Task instructions> When a line in the records contains the string "gravestone", copy that line.

(Stored data entries)
○ ○ ○ ○
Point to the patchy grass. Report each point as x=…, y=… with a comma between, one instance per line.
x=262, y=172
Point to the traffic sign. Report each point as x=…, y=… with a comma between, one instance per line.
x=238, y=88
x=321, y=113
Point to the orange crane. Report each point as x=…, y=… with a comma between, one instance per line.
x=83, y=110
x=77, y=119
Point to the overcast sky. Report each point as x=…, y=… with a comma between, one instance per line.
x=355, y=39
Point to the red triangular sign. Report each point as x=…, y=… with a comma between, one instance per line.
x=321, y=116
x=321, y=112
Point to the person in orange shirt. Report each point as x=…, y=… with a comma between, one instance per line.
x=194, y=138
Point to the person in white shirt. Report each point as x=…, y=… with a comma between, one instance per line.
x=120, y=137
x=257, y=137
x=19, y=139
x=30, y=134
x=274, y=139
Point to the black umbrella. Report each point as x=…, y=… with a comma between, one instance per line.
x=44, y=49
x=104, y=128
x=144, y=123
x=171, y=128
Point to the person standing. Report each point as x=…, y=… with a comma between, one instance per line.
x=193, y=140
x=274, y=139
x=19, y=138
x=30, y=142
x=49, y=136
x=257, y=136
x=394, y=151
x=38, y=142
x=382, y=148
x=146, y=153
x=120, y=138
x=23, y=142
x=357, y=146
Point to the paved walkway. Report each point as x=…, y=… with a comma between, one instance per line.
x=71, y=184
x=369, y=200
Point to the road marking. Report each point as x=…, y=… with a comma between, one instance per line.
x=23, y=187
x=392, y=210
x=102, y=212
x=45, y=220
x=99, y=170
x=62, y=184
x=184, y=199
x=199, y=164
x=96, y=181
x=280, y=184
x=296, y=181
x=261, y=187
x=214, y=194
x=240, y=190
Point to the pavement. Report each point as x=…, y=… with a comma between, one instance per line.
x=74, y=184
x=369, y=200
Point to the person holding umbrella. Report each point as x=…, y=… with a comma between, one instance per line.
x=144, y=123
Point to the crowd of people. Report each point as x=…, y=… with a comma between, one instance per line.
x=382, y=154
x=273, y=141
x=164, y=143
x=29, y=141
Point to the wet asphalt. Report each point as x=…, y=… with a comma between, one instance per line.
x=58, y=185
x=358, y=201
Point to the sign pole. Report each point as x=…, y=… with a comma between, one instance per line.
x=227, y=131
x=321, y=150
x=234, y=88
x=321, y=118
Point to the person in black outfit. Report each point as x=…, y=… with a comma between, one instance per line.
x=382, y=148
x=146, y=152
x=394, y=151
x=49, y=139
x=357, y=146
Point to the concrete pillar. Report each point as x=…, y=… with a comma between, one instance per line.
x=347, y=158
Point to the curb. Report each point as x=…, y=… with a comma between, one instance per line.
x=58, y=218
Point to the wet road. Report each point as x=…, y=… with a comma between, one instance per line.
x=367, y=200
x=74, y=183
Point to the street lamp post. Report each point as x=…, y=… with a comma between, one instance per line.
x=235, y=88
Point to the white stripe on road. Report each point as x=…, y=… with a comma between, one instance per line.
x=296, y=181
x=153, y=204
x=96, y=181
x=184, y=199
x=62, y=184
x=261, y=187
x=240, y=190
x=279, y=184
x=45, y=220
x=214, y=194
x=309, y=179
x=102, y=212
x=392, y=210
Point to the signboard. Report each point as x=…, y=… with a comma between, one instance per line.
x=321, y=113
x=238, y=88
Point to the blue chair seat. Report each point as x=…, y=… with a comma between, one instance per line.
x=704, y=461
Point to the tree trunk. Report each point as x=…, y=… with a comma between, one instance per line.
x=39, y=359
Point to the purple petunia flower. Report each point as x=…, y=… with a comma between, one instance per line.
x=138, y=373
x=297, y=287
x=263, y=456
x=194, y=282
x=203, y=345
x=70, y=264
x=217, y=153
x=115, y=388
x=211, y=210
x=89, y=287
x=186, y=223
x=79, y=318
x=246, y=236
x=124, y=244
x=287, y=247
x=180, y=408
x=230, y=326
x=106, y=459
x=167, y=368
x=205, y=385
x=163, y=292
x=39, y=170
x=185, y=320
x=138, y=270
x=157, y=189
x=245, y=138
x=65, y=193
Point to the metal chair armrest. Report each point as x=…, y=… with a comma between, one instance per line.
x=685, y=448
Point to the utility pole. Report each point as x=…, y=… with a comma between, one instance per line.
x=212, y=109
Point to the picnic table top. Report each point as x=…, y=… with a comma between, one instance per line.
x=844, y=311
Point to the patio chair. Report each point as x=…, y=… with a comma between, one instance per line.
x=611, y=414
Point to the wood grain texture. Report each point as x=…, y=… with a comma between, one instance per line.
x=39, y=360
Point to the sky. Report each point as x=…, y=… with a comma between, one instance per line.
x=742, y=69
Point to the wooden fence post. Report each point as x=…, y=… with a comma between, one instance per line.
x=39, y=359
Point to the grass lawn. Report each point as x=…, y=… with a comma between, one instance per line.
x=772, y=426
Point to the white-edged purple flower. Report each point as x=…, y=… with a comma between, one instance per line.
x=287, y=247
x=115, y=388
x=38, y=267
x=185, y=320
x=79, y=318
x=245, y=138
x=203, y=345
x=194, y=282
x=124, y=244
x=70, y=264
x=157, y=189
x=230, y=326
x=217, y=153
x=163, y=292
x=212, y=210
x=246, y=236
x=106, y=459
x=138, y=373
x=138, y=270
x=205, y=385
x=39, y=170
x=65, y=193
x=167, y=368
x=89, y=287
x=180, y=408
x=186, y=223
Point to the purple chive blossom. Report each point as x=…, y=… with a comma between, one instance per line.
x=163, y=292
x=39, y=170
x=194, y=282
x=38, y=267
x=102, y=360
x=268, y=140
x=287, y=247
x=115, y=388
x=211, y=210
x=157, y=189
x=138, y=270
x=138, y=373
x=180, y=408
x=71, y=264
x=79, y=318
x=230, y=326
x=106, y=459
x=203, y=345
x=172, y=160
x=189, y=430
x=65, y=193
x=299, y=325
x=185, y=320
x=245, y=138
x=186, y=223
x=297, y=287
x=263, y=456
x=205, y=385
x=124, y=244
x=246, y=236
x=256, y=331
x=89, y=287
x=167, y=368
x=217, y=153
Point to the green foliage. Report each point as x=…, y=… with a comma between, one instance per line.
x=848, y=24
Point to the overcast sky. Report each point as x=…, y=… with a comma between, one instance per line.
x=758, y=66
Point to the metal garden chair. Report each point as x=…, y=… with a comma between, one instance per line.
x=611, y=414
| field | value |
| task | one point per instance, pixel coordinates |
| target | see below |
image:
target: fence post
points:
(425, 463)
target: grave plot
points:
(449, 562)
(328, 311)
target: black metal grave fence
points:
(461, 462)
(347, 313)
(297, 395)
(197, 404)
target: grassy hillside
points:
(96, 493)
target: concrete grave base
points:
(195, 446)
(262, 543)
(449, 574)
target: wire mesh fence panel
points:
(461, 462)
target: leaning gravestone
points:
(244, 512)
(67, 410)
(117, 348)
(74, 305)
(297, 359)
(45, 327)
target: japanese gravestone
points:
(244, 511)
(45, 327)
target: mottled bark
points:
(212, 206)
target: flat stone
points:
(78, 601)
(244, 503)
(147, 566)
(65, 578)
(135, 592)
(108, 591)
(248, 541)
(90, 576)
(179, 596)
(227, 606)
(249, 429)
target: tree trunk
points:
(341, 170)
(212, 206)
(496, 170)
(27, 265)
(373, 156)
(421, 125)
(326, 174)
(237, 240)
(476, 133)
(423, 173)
○ ○ ○ ○
Task result>
target: leaning gravestone
target: japanese gravestone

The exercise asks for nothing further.